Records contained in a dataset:
=======

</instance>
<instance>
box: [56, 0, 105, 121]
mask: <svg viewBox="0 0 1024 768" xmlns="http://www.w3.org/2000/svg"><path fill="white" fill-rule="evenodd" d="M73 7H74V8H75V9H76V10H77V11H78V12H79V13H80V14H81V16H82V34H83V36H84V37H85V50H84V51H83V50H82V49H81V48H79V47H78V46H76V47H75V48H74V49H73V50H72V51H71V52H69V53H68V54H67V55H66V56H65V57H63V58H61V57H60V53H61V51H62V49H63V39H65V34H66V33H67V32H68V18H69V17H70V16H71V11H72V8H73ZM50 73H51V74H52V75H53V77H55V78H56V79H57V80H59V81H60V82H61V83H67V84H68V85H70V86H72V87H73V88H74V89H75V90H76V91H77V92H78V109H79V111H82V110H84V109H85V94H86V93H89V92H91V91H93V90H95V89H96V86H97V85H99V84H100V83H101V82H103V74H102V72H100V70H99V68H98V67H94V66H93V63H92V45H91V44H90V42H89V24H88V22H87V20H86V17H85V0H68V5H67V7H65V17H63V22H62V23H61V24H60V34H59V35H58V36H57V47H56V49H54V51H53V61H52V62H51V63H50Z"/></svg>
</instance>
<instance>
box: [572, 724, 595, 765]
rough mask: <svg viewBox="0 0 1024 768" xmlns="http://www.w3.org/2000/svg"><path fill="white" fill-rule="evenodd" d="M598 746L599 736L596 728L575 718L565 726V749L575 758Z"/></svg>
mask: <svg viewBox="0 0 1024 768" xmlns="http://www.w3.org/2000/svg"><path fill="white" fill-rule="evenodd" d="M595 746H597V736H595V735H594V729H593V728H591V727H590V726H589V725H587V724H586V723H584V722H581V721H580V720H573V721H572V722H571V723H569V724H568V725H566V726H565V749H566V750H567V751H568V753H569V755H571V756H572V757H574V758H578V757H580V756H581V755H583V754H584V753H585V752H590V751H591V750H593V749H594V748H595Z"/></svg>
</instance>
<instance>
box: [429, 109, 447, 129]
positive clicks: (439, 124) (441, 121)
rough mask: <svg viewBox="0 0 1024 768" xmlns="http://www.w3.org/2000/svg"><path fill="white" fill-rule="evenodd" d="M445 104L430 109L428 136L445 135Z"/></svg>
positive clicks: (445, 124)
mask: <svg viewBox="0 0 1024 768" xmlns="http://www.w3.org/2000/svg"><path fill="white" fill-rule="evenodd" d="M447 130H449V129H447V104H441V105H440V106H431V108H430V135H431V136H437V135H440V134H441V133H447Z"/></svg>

=======

# [DESCRIPTION OF THE TASK]
Could you reproduce all the records exactly?

# [EXERCISE ANSWER]
</instance>
<instance>
box: [56, 0, 105, 121]
mask: <svg viewBox="0 0 1024 768" xmlns="http://www.w3.org/2000/svg"><path fill="white" fill-rule="evenodd" d="M73 7H74V8H75V9H76V10H77V11H78V12H79V13H80V14H81V16H82V34H83V36H84V37H85V50H84V51H83V50H82V49H81V48H79V47H78V46H76V47H75V48H74V49H73V50H72V51H71V52H69V53H68V54H67V55H66V56H65V57H63V58H61V57H60V53H61V51H62V49H63V39H65V34H66V33H67V32H68V18H69V17H70V16H71V11H72V8H73ZM50 73H51V74H52V75H53V77H55V78H56V79H57V80H59V81H60V82H61V83H67V84H68V85H70V86H72V87H73V88H74V89H75V90H76V91H77V92H78V109H79V111H82V110H84V109H85V94H86V93H89V92H91V91H93V90H95V89H96V86H97V85H99V84H100V83H101V82H103V74H102V72H100V70H99V68H98V67H94V66H93V63H92V45H91V44H90V42H89V24H88V22H87V20H86V17H85V0H68V5H67V7H65V17H63V22H62V23H61V24H60V34H59V35H58V36H57V47H56V49H54V51H53V61H52V62H51V63H50Z"/></svg>
</instance>
<instance>
box: [572, 724, 595, 765]
rough mask: <svg viewBox="0 0 1024 768" xmlns="http://www.w3.org/2000/svg"><path fill="white" fill-rule="evenodd" d="M598 746L599 736L596 728L575 718L565 726V749L575 758Z"/></svg>
mask: <svg viewBox="0 0 1024 768" xmlns="http://www.w3.org/2000/svg"><path fill="white" fill-rule="evenodd" d="M595 746H597V736H595V735H594V729H593V728H591V727H590V726H589V725H587V724H586V723H584V722H581V721H580V720H573V721H572V722H571V723H569V724H568V725H566V726H565V749H566V750H567V751H568V753H569V755H571V756H572V757H574V758H578V757H580V756H581V755H583V754H584V753H585V752H590V751H591V750H593V749H594V748H595Z"/></svg>
</instance>
<instance>
box: [429, 109, 447, 129]
positive clicks: (439, 124) (441, 121)
rough mask: <svg viewBox="0 0 1024 768" xmlns="http://www.w3.org/2000/svg"><path fill="white" fill-rule="evenodd" d="M445 104L430 109L428 136L445 135Z"/></svg>
positive clicks: (445, 124)
mask: <svg viewBox="0 0 1024 768" xmlns="http://www.w3.org/2000/svg"><path fill="white" fill-rule="evenodd" d="M447 130H449V129H447V104H441V105H440V106H431V108H430V135H431V136H437V135H440V134H441V133H447Z"/></svg>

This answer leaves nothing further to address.